▸ **Provided entries**:
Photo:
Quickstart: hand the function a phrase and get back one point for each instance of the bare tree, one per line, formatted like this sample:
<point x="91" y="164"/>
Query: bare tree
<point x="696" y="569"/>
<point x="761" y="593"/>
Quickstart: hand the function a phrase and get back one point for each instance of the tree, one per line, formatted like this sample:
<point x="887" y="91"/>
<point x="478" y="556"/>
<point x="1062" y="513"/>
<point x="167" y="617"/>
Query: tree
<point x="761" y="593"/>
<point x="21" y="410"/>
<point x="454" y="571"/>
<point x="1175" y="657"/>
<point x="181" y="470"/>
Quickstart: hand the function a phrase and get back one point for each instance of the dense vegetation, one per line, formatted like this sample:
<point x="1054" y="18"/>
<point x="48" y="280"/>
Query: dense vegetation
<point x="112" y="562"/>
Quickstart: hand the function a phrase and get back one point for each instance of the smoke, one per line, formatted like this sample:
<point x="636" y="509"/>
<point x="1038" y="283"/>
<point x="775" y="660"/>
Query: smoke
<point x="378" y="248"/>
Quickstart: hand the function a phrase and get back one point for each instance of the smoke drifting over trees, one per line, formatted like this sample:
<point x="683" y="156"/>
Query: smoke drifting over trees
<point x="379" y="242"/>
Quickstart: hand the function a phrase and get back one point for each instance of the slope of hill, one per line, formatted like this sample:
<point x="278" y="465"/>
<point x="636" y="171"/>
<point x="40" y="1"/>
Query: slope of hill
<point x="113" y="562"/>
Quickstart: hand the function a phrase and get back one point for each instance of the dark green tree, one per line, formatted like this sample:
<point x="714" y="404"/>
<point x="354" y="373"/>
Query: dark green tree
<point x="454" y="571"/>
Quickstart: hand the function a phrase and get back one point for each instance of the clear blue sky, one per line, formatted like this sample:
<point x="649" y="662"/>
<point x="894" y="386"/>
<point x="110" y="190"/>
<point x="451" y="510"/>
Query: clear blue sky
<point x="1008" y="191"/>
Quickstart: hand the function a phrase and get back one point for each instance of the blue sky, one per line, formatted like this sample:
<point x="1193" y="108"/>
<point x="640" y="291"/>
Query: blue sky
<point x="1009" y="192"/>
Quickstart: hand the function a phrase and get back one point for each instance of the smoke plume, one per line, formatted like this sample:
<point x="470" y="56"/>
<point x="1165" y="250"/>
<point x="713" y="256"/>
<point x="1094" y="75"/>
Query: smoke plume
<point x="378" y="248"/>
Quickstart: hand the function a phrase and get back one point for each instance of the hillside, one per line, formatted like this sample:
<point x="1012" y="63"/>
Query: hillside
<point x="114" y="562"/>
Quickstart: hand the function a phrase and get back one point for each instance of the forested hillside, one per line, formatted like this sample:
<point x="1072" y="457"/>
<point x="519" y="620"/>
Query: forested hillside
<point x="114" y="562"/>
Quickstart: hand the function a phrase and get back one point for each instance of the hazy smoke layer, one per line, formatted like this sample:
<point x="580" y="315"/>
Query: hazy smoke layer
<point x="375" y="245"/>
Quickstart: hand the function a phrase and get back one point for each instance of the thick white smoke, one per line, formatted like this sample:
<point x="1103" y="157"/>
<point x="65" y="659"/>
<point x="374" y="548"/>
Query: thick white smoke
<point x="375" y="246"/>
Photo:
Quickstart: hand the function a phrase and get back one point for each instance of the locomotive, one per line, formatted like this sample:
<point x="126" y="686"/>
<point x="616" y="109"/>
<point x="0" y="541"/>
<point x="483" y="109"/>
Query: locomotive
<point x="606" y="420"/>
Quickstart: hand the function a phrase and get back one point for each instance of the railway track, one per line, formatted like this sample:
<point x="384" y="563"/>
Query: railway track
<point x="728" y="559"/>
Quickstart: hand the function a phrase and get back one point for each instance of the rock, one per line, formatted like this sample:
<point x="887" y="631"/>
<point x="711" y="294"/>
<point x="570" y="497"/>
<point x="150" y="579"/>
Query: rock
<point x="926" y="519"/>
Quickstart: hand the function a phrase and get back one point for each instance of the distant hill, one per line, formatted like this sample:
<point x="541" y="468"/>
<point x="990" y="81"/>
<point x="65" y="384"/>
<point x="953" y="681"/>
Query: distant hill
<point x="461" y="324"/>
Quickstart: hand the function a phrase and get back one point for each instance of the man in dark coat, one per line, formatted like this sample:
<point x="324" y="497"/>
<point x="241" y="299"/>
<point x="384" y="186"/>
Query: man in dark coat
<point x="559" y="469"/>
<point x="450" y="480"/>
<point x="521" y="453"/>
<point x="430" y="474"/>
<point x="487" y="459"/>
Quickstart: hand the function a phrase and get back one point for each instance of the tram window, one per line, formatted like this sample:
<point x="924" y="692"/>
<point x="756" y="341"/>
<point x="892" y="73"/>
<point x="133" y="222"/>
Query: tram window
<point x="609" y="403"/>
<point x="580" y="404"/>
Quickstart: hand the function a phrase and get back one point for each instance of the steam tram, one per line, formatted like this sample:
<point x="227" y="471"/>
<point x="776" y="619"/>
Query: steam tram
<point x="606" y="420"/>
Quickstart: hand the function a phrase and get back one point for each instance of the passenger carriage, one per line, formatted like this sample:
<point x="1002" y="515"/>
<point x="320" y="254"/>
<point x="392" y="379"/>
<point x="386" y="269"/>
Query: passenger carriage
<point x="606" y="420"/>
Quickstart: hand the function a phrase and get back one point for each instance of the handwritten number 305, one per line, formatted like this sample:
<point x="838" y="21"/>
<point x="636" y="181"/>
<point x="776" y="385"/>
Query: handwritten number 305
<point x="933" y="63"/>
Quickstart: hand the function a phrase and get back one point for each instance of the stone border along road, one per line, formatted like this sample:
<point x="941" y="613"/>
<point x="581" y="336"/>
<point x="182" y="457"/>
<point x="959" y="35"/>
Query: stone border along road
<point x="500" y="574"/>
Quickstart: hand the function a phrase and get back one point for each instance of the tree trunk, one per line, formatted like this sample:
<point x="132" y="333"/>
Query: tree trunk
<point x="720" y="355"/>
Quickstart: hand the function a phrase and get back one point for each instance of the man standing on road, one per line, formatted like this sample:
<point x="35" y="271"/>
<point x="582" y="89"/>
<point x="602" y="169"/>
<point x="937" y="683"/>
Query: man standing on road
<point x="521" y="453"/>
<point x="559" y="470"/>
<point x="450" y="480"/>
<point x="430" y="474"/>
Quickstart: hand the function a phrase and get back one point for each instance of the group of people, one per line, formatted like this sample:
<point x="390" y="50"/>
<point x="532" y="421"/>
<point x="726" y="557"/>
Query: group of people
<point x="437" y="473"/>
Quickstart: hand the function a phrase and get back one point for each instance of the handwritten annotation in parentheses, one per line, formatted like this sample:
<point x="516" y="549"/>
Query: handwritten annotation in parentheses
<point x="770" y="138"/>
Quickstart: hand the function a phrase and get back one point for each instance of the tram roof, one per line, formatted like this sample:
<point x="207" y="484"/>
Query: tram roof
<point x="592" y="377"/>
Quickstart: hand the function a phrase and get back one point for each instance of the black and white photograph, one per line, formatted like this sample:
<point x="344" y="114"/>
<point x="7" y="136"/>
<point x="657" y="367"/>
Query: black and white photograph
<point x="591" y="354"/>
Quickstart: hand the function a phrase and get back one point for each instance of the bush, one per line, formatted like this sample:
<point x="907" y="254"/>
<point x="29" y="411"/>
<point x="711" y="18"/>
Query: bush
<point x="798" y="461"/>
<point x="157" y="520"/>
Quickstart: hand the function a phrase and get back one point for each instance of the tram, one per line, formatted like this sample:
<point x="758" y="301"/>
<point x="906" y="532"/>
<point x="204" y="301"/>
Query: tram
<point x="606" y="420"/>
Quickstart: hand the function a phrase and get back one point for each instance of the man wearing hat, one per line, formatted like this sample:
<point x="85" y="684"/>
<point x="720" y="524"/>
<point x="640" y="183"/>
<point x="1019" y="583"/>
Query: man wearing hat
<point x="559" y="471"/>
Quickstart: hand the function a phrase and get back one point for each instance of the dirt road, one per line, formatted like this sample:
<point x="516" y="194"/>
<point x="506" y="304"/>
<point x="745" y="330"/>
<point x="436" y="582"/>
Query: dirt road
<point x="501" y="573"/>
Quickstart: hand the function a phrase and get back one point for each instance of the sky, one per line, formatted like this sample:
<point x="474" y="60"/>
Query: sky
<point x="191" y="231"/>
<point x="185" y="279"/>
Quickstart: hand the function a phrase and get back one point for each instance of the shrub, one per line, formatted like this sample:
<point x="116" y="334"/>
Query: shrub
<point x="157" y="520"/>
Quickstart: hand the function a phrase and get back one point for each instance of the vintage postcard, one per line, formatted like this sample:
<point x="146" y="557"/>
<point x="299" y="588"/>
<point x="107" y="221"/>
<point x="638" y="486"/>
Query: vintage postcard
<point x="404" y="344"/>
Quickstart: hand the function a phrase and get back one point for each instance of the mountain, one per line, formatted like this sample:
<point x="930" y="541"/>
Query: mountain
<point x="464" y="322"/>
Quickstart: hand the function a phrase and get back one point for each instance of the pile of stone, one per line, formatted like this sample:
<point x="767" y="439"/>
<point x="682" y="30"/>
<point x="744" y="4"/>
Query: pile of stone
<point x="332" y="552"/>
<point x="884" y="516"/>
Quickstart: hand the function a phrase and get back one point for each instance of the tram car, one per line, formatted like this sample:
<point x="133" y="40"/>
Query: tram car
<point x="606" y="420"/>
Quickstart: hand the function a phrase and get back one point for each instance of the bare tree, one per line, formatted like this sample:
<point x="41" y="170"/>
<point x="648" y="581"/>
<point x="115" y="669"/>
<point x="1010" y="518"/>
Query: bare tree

▸ **Your instructions**: Quote exactly what appears from the line containing "tram car, one" through the final line of the listing above, including both of those lines.

▸ **The result**:
Quickstart: hand the function a phrase and get back one point for each instance of the tram car, one per line, formatted like this sample:
<point x="133" y="40"/>
Query: tram car
<point x="606" y="420"/>
Quickstart: hand the function a phrase and get back one point for each instance of the bare tree, one per line, formatted like this sample:
<point x="41" y="170"/>
<point x="648" y="581"/>
<point x="115" y="669"/>
<point x="1010" y="518"/>
Query: bare tree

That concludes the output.